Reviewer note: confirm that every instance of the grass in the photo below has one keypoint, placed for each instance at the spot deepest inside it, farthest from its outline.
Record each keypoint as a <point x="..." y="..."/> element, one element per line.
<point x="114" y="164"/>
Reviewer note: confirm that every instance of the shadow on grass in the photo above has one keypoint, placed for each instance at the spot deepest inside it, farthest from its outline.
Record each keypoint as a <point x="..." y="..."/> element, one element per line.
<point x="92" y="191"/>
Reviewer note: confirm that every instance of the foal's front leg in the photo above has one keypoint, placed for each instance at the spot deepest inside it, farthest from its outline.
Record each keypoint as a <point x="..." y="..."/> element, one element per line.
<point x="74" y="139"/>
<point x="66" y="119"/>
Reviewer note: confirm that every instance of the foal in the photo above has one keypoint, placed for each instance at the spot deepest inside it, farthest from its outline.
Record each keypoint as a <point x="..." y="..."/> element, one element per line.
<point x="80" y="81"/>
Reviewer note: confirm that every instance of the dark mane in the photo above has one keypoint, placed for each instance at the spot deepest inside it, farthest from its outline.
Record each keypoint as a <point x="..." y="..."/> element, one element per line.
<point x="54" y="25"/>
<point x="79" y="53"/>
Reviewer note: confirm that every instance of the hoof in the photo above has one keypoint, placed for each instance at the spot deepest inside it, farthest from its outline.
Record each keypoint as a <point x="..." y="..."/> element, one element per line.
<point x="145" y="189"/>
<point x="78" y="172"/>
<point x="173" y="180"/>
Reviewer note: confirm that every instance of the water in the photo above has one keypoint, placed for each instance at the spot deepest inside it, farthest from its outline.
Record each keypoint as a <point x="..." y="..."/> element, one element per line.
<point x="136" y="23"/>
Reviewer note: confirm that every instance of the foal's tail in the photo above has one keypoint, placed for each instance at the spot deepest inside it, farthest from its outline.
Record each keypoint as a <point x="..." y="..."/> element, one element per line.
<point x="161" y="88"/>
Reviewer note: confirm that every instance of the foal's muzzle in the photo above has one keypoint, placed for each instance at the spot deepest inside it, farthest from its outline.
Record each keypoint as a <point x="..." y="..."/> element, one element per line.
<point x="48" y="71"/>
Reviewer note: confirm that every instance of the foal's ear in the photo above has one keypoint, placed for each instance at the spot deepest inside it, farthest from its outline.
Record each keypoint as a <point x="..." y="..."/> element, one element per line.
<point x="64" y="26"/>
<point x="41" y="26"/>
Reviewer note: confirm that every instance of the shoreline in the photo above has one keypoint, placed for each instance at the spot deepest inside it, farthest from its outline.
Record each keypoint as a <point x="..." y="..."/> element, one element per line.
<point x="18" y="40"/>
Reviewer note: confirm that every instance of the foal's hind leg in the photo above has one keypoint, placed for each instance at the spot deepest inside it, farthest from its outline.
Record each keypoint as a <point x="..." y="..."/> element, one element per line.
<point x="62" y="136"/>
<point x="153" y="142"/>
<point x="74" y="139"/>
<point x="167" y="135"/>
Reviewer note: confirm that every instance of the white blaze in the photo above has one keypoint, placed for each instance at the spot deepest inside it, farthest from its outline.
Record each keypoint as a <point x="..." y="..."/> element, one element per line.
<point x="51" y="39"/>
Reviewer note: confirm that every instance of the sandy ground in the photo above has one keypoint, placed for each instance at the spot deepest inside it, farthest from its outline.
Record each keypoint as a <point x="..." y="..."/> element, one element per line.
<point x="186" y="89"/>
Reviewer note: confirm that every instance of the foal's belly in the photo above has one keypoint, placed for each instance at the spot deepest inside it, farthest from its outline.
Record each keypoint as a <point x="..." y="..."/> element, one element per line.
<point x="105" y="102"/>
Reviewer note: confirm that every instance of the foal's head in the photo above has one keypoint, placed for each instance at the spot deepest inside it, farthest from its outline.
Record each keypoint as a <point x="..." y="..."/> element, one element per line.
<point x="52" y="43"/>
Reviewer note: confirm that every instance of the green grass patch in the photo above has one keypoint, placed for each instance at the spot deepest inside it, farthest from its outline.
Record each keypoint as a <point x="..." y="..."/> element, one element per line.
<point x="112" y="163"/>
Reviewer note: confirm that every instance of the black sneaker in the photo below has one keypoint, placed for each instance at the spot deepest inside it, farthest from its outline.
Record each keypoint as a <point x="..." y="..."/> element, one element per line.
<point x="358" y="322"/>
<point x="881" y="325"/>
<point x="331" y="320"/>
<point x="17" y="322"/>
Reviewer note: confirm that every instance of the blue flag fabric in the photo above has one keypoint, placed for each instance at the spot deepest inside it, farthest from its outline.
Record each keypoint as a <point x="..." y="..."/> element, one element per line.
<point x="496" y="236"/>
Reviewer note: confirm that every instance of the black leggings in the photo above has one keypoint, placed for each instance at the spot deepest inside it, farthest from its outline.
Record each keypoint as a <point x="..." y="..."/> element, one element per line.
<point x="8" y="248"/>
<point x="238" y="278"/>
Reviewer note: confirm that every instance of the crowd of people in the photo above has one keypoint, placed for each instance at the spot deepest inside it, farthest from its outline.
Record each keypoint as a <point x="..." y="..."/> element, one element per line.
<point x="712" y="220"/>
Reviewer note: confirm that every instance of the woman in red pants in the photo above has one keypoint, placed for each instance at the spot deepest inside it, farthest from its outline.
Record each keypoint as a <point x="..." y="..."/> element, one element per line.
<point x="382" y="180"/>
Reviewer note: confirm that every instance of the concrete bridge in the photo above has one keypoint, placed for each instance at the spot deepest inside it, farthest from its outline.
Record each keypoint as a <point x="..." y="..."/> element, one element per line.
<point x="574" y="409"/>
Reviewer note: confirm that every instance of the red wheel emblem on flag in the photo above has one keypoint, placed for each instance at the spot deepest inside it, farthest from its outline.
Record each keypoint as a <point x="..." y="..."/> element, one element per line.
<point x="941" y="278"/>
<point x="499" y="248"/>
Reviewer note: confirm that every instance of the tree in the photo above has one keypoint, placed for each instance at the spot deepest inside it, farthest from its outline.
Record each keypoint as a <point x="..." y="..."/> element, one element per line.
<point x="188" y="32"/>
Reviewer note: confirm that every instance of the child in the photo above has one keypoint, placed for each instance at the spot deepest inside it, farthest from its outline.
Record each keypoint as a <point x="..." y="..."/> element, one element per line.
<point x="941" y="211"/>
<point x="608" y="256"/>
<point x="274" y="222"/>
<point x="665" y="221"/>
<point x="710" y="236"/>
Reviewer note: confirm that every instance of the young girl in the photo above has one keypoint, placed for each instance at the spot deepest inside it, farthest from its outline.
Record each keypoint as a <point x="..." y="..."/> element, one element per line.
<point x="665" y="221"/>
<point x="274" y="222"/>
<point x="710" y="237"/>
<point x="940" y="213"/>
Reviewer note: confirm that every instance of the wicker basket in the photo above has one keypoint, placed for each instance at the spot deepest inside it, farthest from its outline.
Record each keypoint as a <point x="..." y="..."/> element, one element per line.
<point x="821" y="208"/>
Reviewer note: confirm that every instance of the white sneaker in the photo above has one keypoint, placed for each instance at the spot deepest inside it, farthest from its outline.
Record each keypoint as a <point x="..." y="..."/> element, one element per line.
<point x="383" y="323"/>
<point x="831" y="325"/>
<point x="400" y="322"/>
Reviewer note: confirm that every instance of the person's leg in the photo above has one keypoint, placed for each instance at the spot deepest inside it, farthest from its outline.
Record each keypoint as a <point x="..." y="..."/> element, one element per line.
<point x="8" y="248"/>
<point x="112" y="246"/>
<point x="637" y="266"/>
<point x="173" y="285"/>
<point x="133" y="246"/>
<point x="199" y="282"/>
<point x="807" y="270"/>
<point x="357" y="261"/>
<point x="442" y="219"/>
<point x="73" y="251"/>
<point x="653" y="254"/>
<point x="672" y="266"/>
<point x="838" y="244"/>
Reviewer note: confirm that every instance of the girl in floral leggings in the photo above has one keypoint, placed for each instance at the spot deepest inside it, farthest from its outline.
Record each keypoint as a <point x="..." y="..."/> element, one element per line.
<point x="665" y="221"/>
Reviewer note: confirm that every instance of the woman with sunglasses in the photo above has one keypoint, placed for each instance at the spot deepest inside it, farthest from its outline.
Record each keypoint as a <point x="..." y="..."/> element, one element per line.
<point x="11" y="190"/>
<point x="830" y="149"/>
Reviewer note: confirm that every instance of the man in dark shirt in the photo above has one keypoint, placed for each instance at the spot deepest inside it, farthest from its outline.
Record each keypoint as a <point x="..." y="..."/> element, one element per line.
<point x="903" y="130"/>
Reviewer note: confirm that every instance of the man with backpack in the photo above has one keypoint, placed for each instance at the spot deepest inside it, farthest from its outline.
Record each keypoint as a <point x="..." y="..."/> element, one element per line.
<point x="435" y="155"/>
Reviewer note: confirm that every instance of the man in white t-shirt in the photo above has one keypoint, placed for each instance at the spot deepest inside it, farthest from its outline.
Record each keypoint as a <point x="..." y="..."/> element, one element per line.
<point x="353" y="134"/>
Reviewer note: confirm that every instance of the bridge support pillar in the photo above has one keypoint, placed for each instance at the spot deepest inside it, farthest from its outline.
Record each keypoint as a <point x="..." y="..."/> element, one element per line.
==
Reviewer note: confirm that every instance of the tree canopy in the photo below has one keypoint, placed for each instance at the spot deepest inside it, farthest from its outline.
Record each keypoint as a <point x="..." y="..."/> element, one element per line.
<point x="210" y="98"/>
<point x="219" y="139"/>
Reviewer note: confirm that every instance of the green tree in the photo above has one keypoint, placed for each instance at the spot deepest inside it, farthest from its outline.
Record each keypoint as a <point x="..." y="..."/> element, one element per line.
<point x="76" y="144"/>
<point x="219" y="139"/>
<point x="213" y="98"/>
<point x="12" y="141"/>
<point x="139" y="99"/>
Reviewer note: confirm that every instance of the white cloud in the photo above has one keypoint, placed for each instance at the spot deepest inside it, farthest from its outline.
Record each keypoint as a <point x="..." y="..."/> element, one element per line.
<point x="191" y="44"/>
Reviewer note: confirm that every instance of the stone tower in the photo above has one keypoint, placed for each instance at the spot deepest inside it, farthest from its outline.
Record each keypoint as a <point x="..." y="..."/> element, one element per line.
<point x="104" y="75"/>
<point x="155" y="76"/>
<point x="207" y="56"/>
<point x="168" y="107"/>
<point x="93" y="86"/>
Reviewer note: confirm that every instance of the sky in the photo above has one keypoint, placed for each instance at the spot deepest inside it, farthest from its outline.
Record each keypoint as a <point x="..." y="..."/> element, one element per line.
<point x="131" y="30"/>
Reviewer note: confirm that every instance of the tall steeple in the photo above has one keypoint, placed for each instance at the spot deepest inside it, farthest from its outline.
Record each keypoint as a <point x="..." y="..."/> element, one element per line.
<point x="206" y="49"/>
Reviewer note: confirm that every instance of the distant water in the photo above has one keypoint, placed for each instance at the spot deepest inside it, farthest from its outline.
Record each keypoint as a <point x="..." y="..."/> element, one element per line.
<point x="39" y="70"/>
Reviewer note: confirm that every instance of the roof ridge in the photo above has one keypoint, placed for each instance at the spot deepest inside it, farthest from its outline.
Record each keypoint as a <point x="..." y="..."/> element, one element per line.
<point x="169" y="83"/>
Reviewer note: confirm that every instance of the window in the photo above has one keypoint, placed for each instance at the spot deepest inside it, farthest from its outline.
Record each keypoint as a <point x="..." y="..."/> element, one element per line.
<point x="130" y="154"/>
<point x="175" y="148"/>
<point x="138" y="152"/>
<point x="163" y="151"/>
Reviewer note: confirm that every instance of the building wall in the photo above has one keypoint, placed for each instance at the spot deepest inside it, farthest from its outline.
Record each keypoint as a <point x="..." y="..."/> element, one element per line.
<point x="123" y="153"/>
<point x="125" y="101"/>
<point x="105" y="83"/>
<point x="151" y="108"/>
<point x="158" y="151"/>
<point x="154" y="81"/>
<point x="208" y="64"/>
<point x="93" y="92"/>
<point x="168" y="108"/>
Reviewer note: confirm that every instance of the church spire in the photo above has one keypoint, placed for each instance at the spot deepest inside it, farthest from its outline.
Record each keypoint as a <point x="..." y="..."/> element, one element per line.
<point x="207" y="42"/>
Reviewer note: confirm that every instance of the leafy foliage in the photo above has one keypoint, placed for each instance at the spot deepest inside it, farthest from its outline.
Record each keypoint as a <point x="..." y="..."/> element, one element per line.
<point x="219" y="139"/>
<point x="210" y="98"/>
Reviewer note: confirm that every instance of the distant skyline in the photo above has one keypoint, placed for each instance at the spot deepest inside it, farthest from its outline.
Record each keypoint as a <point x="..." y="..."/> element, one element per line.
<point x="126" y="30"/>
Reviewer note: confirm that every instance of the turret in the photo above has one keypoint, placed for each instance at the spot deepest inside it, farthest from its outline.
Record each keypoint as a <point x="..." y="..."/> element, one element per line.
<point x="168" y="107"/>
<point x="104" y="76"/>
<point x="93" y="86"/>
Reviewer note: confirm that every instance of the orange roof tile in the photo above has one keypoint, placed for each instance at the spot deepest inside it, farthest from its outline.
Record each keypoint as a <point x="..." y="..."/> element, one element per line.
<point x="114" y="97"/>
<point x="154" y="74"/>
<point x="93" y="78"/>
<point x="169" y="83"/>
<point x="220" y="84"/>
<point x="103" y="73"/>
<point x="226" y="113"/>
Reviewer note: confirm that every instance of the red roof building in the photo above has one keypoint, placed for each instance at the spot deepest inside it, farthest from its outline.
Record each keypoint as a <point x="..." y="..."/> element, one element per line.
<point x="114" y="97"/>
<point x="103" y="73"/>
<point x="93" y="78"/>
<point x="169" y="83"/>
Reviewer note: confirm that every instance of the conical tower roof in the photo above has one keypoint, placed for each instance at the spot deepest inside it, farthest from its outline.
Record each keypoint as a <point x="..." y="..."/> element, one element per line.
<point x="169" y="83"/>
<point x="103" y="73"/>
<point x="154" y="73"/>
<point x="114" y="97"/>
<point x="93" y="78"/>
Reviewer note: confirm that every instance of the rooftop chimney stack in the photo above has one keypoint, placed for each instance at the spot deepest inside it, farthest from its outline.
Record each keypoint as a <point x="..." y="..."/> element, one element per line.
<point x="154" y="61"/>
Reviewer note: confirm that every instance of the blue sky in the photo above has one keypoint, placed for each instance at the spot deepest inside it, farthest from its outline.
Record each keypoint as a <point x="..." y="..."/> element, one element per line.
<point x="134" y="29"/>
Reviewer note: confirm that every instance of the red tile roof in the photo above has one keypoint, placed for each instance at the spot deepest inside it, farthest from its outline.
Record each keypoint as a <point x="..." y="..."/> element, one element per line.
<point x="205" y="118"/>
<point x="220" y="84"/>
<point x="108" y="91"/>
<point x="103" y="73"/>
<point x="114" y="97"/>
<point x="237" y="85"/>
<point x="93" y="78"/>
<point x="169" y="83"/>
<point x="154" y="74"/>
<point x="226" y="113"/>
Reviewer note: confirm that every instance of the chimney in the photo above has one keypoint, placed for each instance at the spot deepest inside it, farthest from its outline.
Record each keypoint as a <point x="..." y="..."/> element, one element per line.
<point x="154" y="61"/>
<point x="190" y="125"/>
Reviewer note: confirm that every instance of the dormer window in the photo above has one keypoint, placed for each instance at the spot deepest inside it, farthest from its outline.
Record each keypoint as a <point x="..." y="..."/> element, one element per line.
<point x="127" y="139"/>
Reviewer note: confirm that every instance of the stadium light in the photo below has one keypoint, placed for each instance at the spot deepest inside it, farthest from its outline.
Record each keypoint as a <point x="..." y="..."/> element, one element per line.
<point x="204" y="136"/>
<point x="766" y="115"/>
...
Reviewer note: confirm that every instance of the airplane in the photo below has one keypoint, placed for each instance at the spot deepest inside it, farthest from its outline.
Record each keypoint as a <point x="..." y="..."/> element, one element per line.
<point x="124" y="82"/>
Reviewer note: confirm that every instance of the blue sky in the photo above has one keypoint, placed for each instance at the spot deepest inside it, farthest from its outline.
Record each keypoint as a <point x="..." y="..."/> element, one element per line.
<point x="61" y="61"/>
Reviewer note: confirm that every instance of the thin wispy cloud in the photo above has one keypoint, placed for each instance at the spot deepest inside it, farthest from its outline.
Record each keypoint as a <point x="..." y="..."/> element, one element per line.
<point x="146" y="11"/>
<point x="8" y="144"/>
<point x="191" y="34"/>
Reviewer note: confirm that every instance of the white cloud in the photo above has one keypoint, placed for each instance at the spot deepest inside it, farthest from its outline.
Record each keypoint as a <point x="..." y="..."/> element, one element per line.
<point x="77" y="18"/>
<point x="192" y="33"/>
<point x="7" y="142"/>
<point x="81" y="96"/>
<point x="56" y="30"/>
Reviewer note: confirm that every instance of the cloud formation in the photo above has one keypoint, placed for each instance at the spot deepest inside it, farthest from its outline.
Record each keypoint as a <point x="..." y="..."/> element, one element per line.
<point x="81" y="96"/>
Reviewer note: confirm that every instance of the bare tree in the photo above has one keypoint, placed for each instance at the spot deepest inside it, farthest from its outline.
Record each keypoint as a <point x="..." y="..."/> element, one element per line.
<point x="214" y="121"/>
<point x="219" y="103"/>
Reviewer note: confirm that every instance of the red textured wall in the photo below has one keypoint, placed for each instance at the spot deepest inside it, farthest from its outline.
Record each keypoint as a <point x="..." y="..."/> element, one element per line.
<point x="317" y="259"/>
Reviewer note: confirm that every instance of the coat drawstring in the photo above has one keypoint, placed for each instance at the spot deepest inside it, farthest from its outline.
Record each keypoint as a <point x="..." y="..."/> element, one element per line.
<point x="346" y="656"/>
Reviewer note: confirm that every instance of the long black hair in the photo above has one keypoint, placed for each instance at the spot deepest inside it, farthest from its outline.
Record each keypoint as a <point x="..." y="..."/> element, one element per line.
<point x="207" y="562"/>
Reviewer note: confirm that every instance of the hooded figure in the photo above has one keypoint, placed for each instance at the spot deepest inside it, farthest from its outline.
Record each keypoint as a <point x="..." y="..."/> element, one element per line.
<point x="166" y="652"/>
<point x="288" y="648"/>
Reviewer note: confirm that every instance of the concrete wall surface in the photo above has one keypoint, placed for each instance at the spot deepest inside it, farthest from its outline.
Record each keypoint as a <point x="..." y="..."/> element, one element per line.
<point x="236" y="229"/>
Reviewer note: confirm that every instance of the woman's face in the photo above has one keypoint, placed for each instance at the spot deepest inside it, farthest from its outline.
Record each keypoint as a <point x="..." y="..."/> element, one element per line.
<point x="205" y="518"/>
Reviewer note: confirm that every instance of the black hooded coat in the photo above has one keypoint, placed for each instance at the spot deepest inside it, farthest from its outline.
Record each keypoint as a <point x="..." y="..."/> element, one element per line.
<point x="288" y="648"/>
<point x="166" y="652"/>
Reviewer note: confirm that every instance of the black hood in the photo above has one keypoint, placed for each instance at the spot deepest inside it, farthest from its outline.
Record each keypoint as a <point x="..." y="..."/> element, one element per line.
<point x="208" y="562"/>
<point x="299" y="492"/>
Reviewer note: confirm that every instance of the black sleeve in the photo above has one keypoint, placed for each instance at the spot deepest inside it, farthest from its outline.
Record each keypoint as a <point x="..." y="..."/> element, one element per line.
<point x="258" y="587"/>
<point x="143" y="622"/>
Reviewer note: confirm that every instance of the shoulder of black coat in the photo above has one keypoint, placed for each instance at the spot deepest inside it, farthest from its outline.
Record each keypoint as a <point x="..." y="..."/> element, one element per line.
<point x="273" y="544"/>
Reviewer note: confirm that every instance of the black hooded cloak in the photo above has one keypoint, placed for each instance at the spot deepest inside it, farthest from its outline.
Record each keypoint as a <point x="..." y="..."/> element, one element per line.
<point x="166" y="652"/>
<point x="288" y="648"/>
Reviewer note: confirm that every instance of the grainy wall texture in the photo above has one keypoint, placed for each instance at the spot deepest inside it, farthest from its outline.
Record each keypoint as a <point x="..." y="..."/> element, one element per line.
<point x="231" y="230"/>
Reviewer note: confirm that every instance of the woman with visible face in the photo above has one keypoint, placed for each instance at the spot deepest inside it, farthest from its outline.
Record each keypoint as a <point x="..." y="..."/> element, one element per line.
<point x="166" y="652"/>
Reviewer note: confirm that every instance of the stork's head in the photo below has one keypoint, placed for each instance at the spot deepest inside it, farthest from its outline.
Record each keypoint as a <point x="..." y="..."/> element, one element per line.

● Problem details
Of the lines above, extract only those from the line with "Reviewer note: confirm that every instance of the child" to the line with "Reviewer note: confirm that every instance of the young", both included, exactly as written.

● Solution below
Reviewer note: confirm that every instance of the child in the photo above has one keypoint, placed for each instance at the spot deepest inside it, farthest from its outline.
Record each keypoint as a <point x="..." y="..."/> element, one element per line.
<point x="941" y="211"/>
<point x="608" y="256"/>
<point x="274" y="222"/>
<point x="665" y="221"/>
<point x="710" y="236"/>
Reviewer note: confirm that every instance of the young girl in the photo above has one keypoint, placed for each instance at the spot deepest inside it, farthest from its outline.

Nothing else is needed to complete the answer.